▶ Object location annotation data
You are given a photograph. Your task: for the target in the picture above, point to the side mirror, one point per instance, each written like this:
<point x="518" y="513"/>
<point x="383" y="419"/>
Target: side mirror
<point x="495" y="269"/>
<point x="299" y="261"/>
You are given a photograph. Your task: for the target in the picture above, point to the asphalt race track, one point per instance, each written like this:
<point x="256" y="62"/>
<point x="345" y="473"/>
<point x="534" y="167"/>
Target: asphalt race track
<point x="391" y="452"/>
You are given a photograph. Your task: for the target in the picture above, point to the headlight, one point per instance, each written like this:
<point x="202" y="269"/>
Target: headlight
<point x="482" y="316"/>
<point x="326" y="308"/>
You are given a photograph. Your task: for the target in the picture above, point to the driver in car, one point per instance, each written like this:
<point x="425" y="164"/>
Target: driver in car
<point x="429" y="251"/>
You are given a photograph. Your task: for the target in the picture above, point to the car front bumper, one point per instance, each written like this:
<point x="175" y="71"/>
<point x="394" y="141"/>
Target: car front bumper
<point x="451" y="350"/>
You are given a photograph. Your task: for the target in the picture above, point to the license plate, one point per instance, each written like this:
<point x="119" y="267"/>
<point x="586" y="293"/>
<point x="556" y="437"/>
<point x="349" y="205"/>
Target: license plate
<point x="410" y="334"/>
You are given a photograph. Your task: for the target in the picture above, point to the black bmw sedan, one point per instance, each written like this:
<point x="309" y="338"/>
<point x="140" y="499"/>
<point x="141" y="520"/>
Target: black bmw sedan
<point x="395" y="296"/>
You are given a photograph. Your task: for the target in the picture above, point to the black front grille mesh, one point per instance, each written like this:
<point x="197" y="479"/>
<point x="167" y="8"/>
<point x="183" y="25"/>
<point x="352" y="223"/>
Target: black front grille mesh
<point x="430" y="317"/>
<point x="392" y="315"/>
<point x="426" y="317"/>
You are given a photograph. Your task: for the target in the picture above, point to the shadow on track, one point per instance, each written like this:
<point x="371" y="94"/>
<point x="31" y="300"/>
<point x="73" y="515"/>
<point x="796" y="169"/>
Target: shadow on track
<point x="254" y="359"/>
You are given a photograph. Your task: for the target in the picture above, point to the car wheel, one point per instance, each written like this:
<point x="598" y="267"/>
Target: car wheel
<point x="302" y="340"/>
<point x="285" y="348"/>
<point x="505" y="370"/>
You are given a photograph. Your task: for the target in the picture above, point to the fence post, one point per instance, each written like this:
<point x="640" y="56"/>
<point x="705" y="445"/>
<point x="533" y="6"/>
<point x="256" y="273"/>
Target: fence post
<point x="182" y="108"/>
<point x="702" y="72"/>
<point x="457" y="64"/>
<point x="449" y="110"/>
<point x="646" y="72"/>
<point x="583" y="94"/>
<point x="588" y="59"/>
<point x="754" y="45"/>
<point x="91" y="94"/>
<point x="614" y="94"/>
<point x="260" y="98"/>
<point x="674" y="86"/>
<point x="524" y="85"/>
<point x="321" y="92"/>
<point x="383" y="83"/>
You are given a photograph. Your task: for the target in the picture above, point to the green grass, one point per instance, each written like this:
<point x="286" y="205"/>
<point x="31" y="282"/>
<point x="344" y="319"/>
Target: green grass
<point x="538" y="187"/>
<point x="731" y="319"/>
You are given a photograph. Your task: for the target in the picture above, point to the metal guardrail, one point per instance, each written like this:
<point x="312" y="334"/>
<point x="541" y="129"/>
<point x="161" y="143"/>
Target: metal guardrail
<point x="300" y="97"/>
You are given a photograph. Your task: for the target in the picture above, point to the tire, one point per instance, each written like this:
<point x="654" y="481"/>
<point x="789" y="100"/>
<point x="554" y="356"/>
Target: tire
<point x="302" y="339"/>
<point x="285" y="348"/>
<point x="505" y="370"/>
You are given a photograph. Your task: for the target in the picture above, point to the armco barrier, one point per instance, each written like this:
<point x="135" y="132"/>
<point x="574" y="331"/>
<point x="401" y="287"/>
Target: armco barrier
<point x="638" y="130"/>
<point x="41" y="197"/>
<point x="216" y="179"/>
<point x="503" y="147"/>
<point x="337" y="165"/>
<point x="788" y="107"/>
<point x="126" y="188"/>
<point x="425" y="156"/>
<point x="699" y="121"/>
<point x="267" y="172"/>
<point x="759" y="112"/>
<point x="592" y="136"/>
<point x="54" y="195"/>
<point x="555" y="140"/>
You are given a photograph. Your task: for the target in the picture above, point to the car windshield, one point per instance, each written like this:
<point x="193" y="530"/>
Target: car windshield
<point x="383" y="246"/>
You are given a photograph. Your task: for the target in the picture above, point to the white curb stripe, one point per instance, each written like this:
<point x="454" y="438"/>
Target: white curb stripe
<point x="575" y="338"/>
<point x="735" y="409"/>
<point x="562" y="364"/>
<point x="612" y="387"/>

▶ What is required
Your task is to write out the lines from the one with "car windshield, one" through the end of the records, exactly and with nothing added.

▶ Response
You are given a photograph. Your task: for the target in the picture above, point to the car windshield, one point per instance, each written like this:
<point x="193" y="530"/>
Target: car windshield
<point x="383" y="246"/>
You are given a photograph. Your task: for the target in the picture above, point to the white curb stripe, one point per instance, each written like this:
<point x="454" y="438"/>
Target: white curb stripe
<point x="575" y="338"/>
<point x="735" y="409"/>
<point x="562" y="364"/>
<point x="612" y="387"/>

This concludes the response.